Photo-based point labeling data
┄┄┄┄┄┄┄┄┄┄

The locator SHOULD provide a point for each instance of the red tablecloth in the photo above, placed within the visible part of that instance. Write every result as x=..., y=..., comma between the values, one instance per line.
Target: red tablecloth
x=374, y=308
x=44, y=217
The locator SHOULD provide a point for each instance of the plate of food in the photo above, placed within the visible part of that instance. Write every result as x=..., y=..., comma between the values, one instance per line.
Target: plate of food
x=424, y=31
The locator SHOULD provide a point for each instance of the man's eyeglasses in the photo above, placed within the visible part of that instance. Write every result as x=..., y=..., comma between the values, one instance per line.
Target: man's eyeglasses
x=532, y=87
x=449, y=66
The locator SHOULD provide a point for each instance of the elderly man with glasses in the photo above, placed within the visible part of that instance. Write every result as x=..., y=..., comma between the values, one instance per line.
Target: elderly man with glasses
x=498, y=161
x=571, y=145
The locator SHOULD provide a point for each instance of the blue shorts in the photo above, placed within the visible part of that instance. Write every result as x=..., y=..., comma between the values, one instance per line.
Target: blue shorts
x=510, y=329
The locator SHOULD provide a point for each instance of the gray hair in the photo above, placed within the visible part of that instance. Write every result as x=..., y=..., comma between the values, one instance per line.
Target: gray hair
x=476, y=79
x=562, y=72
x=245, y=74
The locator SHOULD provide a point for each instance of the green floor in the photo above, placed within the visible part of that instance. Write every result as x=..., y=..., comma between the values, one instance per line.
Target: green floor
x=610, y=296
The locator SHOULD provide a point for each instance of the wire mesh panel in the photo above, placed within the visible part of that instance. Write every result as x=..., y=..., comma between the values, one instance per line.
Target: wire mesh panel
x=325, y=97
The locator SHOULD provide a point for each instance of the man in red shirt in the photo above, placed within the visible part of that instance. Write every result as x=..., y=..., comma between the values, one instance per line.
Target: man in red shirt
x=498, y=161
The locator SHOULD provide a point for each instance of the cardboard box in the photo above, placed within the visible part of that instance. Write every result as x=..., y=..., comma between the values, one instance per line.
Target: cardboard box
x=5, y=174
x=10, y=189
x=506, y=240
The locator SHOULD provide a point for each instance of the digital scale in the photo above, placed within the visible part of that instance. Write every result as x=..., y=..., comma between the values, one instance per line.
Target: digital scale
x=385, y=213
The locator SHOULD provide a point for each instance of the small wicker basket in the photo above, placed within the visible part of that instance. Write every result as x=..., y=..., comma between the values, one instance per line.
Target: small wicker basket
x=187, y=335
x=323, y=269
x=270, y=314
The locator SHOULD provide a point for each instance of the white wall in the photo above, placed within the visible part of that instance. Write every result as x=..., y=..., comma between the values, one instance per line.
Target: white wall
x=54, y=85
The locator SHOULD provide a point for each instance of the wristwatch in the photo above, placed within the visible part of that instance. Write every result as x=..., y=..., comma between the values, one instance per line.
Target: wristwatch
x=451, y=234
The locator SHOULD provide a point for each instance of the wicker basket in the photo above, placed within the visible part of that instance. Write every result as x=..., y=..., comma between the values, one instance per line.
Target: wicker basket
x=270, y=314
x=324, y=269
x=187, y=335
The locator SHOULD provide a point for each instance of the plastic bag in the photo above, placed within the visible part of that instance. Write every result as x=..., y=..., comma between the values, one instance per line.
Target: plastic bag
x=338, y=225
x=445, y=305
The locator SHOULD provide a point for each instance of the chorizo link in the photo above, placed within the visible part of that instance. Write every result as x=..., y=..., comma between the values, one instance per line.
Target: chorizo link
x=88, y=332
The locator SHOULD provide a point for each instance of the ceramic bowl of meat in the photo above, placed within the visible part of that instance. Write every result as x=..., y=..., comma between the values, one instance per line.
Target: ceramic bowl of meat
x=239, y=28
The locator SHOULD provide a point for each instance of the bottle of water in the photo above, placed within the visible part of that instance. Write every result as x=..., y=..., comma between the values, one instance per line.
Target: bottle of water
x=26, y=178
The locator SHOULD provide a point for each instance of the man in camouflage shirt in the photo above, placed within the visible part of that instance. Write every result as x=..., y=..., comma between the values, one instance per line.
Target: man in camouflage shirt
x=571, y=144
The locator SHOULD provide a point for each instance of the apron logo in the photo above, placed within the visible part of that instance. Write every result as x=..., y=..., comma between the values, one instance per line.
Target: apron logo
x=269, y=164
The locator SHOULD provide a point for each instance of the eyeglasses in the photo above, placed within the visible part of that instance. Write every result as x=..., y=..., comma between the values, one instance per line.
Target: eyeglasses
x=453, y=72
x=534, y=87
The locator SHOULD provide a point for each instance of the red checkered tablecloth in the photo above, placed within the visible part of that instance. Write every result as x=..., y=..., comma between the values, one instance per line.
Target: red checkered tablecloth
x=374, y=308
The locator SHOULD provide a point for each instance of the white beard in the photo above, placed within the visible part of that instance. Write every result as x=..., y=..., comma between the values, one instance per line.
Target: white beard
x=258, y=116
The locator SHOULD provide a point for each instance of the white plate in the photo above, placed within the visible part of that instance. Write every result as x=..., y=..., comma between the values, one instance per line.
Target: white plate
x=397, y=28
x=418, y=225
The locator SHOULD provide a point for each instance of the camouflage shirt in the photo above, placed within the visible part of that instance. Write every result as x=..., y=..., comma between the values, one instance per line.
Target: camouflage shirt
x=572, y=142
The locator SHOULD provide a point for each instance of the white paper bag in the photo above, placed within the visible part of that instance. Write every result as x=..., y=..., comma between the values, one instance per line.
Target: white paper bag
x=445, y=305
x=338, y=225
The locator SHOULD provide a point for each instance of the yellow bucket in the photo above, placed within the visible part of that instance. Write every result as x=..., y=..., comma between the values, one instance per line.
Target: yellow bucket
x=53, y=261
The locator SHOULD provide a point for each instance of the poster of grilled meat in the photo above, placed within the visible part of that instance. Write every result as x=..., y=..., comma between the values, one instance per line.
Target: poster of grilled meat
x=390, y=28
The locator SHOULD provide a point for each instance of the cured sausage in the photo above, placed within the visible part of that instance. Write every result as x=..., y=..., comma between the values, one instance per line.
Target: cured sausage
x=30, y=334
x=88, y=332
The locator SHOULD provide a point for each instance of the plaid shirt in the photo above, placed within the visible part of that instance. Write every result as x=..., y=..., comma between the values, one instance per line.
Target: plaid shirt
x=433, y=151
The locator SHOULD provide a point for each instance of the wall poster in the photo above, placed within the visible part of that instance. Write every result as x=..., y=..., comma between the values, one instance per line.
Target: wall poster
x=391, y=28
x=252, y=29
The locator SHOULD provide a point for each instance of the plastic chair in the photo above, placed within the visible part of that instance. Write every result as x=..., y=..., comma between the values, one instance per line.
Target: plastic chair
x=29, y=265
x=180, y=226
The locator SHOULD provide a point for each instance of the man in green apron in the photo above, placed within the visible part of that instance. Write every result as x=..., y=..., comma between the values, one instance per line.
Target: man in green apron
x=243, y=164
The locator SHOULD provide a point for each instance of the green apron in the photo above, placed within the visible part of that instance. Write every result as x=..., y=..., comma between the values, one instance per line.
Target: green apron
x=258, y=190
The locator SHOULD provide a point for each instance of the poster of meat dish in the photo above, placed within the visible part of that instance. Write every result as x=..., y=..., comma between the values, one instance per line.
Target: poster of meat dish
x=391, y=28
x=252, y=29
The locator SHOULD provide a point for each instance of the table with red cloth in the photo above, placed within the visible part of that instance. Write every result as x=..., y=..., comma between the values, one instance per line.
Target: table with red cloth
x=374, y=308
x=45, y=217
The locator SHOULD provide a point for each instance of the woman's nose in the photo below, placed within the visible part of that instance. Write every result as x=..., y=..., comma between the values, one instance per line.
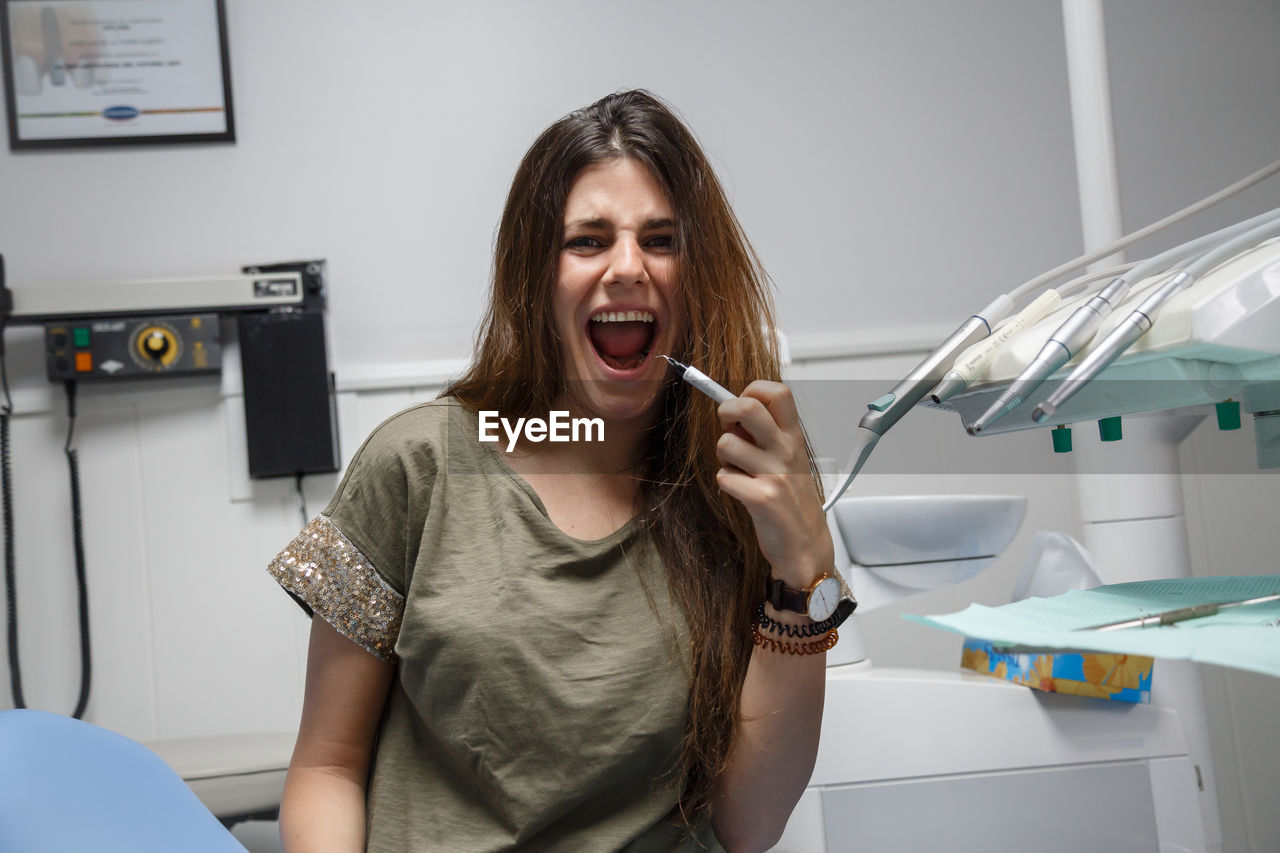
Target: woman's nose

┄┄┄┄┄┄┄┄┄┄

__SET PROBLEM__. Transcribe every one of these records line for line, without changing anything. Leave the pictures out of your copy.

__TASK SOLUTION__.
The locator SHOULD provide a point for each instance of the red tablecloth in the photo above, placed within the visible part of that instance. Write every result as x=..., y=..., comma between the values, one instance per line.
Target: red tablecloth
x=374, y=308
x=44, y=217
The locator SHOULD provide a point for each instance of the plate of food in the photo above, placed within the visible part of that instance. Write every result as x=..., y=..., comma between the values, one instance per line.
Target: plate of food
x=424, y=31
The locator SHOULD provide a point for each instance of the man's eyeglasses in the photo above, placed within the visible part of that instance. Write every result as x=..., y=..., comma between the values, one instance per line.
Target: man's eyeglasses
x=532, y=87
x=449, y=66
The locator SHOULD provide a point for each instance of the elderly man with glasses in the photo above, placed within the visible part of that instance. Write every result as x=..., y=..., comma between the values, one instance per line.
Target: elderly man with glasses
x=498, y=161
x=571, y=145
The locator SHOULD provide a point for each instance of the blue shorts in the photo above, placed within the visible part of that instance. Write every result as x=..., y=..., comma between the values, one instance per line.
Target: blue shorts
x=510, y=329
The locator SHOULD provide a point for each instance of the gray hair in the photo above, placed within the visible part of that instance. Write every result as x=..., y=..., comma between the values, one instance per line.
Target: gray hair
x=476, y=79
x=562, y=72
x=245, y=74
The locator SHOULD provide a point for each instance of the green floor in the photo above, placed within the visible part of that instance. Write every result as x=..., y=..., comma between the values, one instance per line.
Target: green floor
x=610, y=296
The locator SHOULD provide a point for each instance of the wire mesh panel in the photo above, placed within the visible part of that instance. Write every result as x=..., y=..., comma between the values, one instance per line.
Target: wire mesh panel
x=325, y=97
The locator SHOULD provide a point for each instance of the man in red shirt in the photo above, placed within the visible part of that instance. Write every result as x=..., y=..., comma between the values, one instance per line.
Target: man in red shirt
x=498, y=161
The locator SHOULD provide a point for each instance of the cardboard box in the photo above, placed within the visible part of that instance. Write every result as x=..., y=..., comma between the values, one instance per line.
Target: cardboard box
x=5, y=174
x=10, y=189
x=506, y=240
The locator SHOULD provide a point for each instance of the digital scale in the photo above, placed within the visible part of that instance. Write every result as x=..., y=..., comma between the values, one instance per line.
Target: digital scale
x=385, y=213
The locator SHOULD provide a point for each instance of the small wicker basket in the photo above, placed within the visible part of that instance. Write every result as x=..., y=..., comma between the values, one instance per line.
Target: small wicker basket
x=187, y=335
x=323, y=269
x=270, y=314
The locator SHOULD provide a point for each instance of the white wall in the photo above, placed within the visible part of that instance. Write every result as x=..., y=..., comma between the values, one instance per line.
Target: white wall
x=54, y=85
The locator SHOULD provide a point for each instance of the wristwatch in the photo above, placed within the visible part of that instance. Write every result as x=..., y=..., comma between the values, one instance per line.
Target: wristwatch
x=451, y=234
The locator SHOULD provide a point for each instance of the wicker basket in the photo above, placed within the visible part of that instance. Write every result as x=..., y=..., comma between the values, one instance per line.
Target: wicker basket
x=270, y=314
x=324, y=269
x=187, y=335
The locator SHOULD provide a point for each instance of the plastic bag in the photo above, placed within the visible part of that instance. Write every result as x=..., y=..., comma between the values, one instance per line.
Target: plastic bag
x=338, y=225
x=445, y=305
The locator SHOULD provide a point for each instance of the chorizo link in the photo above, placed within the visible part of that instance. Write every result as x=..., y=..., comma between the values, one instance per line.
Target: chorizo link
x=88, y=332
The locator SHOULD provide a point for each instance of the ceramic bowl of meat in the photo above, placed within the visible part of that instance. Write every result as x=..., y=..., comma between the values, one instance per line.
Target: ceramic bowl of meat
x=239, y=28
The locator SHOULD provide a point for each instance of the bottle of water in the photo above, placed within the visible part of that instance. Write every result as x=..., y=..., comma between the values, one instance per line.
Target: bottle of water
x=26, y=178
The locator SHOULD provide a point for each instance of the man in camouflage shirt in the photo above, placed within the visible part of that instance. Write every result as x=..., y=..., comma between the values, one instance per line.
Target: man in camouflage shirt
x=571, y=144
The locator SHOULD provide a point for each instance of the apron logo in the photo above, placed within the visible part of that instance. Write every result as x=..., y=..., comma between the values, one instance per line.
Target: apron logo
x=269, y=164
The locator SHOULD provide a point for each instance of the eyeglasses in the photo above, placed within the visible part of that instance. Write every result as x=..., y=..., comma between the values, one instance per line.
Target: eyeglasses
x=453, y=72
x=534, y=87
The locator SHOULD provide a point for each instance of the red checkered tablecloth in the photo above, placed within the visible part of that instance. Write every result as x=..., y=..., comma between the values, one instance per line.
Target: red checkered tablecloth
x=374, y=308
The locator SHOULD provide a point for each instance of the white beard in the photo above, placed within the visible part of that instance. Write every result as x=..., y=..., comma between the values, one instance per line.
Target: white beard
x=258, y=116
The locator SHOULD provide a point for each instance of the white plate in the photo above, placed within the visible part of that instance. Write every result as x=..., y=..., comma between the values, one instance per line.
Target: white plate
x=397, y=28
x=418, y=225
The locator SHOULD provide a point for each instance of the camouflage shirt in the photo above, placed within the visible part of that instance. Write every result as x=..., y=..., comma between the values, one instance per line.
Target: camouflage shirt
x=572, y=142
The locator SHOULD provide a point for each instance of the white paper bag in the photo above, placed within the visible part of that instance. Write every result as x=..., y=..., comma between the values, one instance per line.
Target: white paper bag
x=445, y=305
x=338, y=225
The locator SHOULD provide a point for each instance of the yellow bucket in the photo above, placed within the visible part of that instance. Write every result as x=..., y=..., comma between the values, one instance per line.
Target: yellow bucket
x=53, y=261
The locator SHOULD provide a point for each instance of the poster of grilled meat in the photo above, placed within the visible part of that instance. Write every result as x=..., y=..., comma between the values, one instance per line.
Target: poster of grilled meat
x=390, y=28
The locator SHOULD provide a point for each instance of the cured sausage in the photo above, placed within the visible part of that instance. Write every result as x=..., y=..., comma between the values, one instance per line.
Target: cured sausage
x=30, y=334
x=88, y=332
The locator SHOULD provide a point for each instance of the plaid shirt in the photo above, placed within the visible part of that instance. Write every result as x=..., y=..., comma between the values, one instance per line.
Target: plaid shirt
x=433, y=151
The locator SHOULD provide a point for each instance of the wall poster in the photo above, placed within the visible part of that instance. Write every result as x=..., y=..., comma between the values, one instance per line.
Target: wall poster
x=391, y=28
x=252, y=29
The locator SHOULD provide a point for each instance of the plastic chair in the photo above, placed within the visible part of that instance. Write every result as x=..., y=..., comma between the values, one instance per line.
Target: plastic chair
x=29, y=265
x=180, y=226
The locator SHOULD provide a point for each instance of the man in green apron in the photo above, placed within the visible part of that instance. Write every result as x=..., y=..., comma between the values, one instance per line.
Target: man in green apron
x=243, y=164
The locator SHOULD provide a point for each instance of the green apron in the photo above, placed within the visible part of that instance. Write every result as x=..., y=..., comma between the values, one instance per line.
Target: green apron
x=258, y=190
The locator SHOULD provide a point for each instance of the poster of meat dish in the photo above, placed within the visible part of that instance. Write every result as x=..., y=..., comma between the values, one instance per line.
Target: poster of meat dish
x=391, y=28
x=252, y=29
The locator SHOULD provide a point for each instance of the table with red cloth in the photo above, placed within the visible part of that instance. Write every result as x=..., y=..., comma between the values, one instance per line.
Target: table with red cloth
x=374, y=308
x=45, y=217
The locator SHOULD provide a point for each instance of the woman's nose in the photo below, placed within the visible part of that instance. Write every result as x=..., y=..., comma between the values, one instance per line.
Target: woman's nose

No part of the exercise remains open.